Print every one of the rows below verbatim, leaving out the picture.
-*-*-
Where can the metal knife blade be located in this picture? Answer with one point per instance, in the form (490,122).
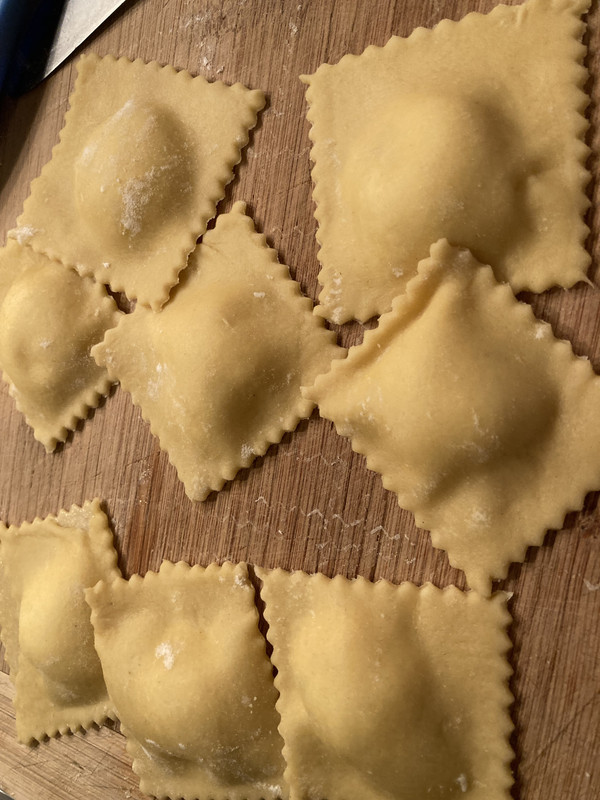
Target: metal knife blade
(79,19)
(54,32)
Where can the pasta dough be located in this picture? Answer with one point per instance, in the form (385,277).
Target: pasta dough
(484,425)
(186,668)
(218,372)
(389,691)
(144,157)
(44,568)
(473,132)
(49,319)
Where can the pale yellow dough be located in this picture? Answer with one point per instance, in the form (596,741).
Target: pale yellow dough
(186,668)
(484,424)
(145,155)
(218,371)
(389,691)
(49,319)
(472,131)
(45,566)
-*-*-
▸ **Response**
Where can the metal knife blade be located in this picture? Answer with one point per instance, in the form (490,122).
Target: metal knife blade
(79,19)
(54,32)
Where can the pasta dough be located in this picture? Answer with one point per instance, in the form (385,277).
Target: pasta dough
(484,425)
(186,668)
(218,372)
(389,691)
(144,157)
(44,568)
(473,132)
(49,319)
Where can the pale yellow dough be located in this picture? Answer with one point per instance, in the form (596,741).
Target: pale yellow dough
(186,668)
(484,424)
(145,155)
(218,371)
(389,691)
(49,319)
(472,131)
(45,566)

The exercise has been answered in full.